We’ve already seen a number of startups come out of the gate with significant funding to protect against AI vulnerabilities. Aurascape quickly raised over $60M, Protect AI over $100M, Lakera $30M, Aim Security $28M, and Prompt Security over $20M.
This space is still early. We need to see more AI apps in production before it becomes a top focus for most security teams. However, the adoption curve for AI tools is like nothing we’ve seen before (Cursor, Windsurf, Clay, Harvey, Mercor… not to mention enterprise Claude and ChatGPT) so we may see a swift shift towards AI security as a higher priority for CISOs.
As AI vulnerabilities increase the attack surface and number of attacks, I suspect we’ll see an increase in AI agents not just prioritizing alerts, but suggesting and implementing fixes. Rick Doten, CISO at Carolina Complete Health, in this talk describes the agentic future as security teams having access to “unlimited interns with unlimited time” with humans playing the role of master orchestrator or manager. It’s a future we can already see glimpses of today.

-*-

Exercises to complete –
[A] Please reproduce the passage on AI security word for word, everything from "We’ve already seen" down to "priority for CISOs.".
[B] How much funding did Aim Security raise, according to the passage on AI security?
[C] Extend the passage on AI security past its final sentence.

Data shown –
-*-

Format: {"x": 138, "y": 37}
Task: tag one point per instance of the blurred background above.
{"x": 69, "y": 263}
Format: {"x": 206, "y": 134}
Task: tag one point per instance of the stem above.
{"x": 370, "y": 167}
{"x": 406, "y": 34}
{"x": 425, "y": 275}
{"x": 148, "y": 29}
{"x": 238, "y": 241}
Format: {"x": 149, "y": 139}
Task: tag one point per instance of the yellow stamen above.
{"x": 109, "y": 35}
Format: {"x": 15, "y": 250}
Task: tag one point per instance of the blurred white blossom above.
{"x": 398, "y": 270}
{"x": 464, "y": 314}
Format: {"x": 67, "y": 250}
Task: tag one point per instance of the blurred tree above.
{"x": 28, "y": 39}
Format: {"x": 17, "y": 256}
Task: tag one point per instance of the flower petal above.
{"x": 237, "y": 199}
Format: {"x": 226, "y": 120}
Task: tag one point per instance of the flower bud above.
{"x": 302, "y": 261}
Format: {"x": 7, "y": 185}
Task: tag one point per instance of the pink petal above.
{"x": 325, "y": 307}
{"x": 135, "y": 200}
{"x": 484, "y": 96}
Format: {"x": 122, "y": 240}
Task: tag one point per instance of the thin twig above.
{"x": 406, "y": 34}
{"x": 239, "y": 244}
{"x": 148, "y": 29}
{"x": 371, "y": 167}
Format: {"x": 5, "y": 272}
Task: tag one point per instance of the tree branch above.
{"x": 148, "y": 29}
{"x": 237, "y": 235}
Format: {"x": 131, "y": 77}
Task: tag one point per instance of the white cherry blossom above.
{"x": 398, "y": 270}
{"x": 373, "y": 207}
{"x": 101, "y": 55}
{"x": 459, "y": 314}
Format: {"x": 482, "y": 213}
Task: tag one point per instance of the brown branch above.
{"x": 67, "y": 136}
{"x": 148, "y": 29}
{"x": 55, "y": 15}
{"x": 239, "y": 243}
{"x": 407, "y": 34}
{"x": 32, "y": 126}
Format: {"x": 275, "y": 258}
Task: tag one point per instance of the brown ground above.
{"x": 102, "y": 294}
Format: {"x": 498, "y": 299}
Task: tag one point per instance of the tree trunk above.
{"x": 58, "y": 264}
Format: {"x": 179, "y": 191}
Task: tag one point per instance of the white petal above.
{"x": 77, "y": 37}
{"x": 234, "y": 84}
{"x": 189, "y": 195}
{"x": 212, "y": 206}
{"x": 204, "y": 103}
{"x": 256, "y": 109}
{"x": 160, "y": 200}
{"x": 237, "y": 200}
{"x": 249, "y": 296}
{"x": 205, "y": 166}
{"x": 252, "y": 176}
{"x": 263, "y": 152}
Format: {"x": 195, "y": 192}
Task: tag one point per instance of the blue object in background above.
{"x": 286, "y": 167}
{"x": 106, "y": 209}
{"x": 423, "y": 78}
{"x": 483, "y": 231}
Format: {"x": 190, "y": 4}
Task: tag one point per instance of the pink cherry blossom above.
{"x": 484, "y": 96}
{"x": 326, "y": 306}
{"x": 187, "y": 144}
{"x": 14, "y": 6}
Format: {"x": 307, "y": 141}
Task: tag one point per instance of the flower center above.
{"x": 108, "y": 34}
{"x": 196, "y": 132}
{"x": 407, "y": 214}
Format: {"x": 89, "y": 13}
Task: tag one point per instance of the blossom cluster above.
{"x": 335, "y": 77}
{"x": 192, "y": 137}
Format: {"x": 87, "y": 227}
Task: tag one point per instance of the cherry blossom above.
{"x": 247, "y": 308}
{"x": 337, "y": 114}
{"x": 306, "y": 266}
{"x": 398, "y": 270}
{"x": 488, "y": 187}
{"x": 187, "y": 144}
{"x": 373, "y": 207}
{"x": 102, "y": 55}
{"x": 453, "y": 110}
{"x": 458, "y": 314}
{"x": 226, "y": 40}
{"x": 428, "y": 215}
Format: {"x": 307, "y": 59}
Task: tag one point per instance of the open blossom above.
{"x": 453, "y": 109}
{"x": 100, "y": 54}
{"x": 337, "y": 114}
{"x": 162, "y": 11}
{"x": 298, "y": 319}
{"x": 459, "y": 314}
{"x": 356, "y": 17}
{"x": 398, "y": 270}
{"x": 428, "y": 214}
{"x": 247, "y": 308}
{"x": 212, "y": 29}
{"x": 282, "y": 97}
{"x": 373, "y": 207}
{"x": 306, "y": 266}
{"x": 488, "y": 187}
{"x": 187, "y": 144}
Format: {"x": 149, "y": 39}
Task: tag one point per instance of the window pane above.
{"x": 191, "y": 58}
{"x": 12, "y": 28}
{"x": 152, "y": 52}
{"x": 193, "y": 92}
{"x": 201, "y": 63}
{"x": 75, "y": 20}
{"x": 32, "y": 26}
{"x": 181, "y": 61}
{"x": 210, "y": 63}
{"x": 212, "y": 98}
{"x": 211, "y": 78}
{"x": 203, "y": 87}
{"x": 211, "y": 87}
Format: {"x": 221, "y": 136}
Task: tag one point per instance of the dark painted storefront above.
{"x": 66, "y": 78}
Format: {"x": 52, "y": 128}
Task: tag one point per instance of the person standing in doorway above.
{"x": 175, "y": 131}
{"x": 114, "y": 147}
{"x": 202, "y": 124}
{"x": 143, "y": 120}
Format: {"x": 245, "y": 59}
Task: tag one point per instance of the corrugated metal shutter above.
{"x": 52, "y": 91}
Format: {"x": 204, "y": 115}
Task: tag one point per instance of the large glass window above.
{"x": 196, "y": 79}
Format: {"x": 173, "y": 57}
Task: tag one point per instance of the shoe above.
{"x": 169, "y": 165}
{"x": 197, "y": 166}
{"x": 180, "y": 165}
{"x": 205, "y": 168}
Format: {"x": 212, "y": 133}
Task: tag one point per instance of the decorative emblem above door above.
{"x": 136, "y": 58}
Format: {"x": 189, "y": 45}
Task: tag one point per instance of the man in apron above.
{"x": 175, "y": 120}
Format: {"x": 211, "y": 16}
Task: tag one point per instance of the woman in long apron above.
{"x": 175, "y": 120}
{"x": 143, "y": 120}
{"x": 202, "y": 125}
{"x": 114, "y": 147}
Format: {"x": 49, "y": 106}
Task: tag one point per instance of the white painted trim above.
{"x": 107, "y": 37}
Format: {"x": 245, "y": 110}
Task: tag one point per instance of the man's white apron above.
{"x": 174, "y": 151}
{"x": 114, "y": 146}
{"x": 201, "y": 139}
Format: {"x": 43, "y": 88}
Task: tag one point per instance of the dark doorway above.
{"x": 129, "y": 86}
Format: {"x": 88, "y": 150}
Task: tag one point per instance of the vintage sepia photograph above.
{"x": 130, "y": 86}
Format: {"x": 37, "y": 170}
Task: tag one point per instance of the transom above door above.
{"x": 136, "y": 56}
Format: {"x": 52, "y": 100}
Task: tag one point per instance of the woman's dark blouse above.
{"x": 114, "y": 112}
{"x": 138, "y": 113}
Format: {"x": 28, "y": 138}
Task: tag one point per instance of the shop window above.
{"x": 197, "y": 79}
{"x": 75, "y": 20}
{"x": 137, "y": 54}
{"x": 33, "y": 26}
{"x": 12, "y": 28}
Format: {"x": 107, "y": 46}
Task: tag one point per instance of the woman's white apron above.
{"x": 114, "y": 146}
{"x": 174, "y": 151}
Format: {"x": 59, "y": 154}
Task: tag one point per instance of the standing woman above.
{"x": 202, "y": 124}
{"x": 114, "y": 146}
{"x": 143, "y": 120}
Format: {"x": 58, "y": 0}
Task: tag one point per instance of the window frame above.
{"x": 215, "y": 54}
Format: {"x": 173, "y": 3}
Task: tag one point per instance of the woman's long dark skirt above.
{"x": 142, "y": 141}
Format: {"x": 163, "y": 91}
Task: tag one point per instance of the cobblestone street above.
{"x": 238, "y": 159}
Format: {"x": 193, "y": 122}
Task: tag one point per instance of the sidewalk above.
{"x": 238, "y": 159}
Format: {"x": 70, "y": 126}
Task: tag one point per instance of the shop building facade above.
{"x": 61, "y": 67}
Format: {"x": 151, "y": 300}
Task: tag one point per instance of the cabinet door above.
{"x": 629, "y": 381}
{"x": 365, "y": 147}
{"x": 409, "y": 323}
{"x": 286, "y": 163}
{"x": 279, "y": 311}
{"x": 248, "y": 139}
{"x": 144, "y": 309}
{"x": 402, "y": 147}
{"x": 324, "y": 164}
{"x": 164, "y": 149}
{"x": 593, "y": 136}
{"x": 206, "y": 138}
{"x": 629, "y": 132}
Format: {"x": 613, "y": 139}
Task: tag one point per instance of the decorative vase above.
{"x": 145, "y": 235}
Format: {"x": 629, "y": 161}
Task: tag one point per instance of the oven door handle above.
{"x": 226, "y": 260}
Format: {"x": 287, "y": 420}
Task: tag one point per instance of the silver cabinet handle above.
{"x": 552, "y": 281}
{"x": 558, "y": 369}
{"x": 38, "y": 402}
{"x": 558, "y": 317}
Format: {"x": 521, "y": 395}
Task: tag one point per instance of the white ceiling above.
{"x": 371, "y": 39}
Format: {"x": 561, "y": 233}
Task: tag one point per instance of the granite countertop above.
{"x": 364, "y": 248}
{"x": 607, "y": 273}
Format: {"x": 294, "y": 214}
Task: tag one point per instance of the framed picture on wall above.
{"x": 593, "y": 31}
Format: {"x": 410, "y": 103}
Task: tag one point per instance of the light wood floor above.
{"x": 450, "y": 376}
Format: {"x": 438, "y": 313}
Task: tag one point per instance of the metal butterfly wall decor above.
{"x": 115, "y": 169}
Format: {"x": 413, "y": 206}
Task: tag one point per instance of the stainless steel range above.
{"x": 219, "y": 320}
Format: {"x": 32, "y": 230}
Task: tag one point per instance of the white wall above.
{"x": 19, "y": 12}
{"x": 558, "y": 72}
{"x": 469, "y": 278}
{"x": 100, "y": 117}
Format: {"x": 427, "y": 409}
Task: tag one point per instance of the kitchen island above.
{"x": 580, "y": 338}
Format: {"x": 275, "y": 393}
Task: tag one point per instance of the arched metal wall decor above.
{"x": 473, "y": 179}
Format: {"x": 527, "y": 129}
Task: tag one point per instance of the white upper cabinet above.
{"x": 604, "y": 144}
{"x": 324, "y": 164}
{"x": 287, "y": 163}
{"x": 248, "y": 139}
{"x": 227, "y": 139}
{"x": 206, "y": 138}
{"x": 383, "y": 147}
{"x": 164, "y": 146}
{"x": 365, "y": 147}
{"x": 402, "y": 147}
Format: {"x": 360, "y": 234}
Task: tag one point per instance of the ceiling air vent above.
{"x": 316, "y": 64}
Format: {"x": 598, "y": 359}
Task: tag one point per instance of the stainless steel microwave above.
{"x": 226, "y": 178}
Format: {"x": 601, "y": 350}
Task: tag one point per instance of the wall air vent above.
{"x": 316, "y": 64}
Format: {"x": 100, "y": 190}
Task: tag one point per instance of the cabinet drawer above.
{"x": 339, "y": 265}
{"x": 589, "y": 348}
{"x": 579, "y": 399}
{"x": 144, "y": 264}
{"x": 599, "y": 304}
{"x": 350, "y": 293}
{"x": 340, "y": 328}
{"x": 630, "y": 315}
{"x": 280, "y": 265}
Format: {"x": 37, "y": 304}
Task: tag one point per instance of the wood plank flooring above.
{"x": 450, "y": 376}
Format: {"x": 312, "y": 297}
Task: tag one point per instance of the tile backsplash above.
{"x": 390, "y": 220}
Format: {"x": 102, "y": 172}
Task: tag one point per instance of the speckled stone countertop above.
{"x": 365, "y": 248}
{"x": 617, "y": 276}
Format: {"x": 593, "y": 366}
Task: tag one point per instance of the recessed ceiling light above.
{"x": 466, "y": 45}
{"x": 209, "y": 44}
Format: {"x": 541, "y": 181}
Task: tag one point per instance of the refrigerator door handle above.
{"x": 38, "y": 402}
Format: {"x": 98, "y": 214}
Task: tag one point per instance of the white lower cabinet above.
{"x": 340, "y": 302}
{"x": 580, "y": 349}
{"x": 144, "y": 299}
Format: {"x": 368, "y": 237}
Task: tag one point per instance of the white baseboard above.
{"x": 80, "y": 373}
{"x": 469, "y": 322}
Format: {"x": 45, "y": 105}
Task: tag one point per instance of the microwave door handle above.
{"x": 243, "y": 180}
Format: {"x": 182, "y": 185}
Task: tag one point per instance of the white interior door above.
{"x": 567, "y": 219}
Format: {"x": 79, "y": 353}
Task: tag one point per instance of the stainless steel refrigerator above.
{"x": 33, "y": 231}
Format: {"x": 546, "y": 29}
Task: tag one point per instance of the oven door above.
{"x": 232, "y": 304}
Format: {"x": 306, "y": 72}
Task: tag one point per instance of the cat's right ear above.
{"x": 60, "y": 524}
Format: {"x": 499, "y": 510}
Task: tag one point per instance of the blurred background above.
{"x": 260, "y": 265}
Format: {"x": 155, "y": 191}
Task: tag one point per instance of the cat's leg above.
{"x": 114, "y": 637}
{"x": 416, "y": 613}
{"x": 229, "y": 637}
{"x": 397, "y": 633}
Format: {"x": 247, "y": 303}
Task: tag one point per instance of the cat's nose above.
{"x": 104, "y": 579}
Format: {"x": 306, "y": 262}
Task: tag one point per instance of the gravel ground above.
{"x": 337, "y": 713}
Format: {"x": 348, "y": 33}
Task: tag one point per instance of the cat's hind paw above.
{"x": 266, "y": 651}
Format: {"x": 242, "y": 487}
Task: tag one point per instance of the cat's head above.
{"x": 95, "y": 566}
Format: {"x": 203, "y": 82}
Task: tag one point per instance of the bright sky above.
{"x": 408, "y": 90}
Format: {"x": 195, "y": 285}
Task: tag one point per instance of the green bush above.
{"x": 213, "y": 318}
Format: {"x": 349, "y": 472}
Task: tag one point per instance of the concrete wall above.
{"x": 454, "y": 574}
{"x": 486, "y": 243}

-*-

Per-task outputs –
[A]
We’ve already seen a number of startups come out of the gate with significant funding to protect against AI vulnerabilities. Aurascape quickly raised over $60M, Protect AI over $100M, Lakera $30M, Aim Security $28M, and Prompt Security over $20M.
This space is still early. We need to see more AI apps in production before it becomes a top focus for most security teams. However, the adoption curve for AI tools is like nothing we’ve seen before (Cursor, Windsurf, Clay, Harvey, Mercor… not to mention enterprise Claude and ChatGPT) so we may see a swift shift towards AI security as a higher priority for CISOs.

[B] $28M

[C]
The Coming Wave of AI Security Unicorns
Despite the crazy funding rounds and number of users of ChatGPT, AI in the enterprise is still early. And the tools to protect against AI-powered adversaries and the expanded attack surface have yet to see their full market potential.
We’re also very much in copilot mode. Security teams aren’t ready to (nor should they) trust AI autonomously. Especially with action-oriented tasks like closing out tickets or patching. I predict we’ll be in assist—not replace—mode for some time.
The next generation of security unicorns will have founders that understand BOTH security and AI. Understanding how to build a high-functioning agent, or defend against AI attacks, requires a deep understanding of modern AI. I’m excited to see the next generation of security founders tackle the space with this AI-first mindset.
*Company that either personally or professionally invested in.
Awesome article!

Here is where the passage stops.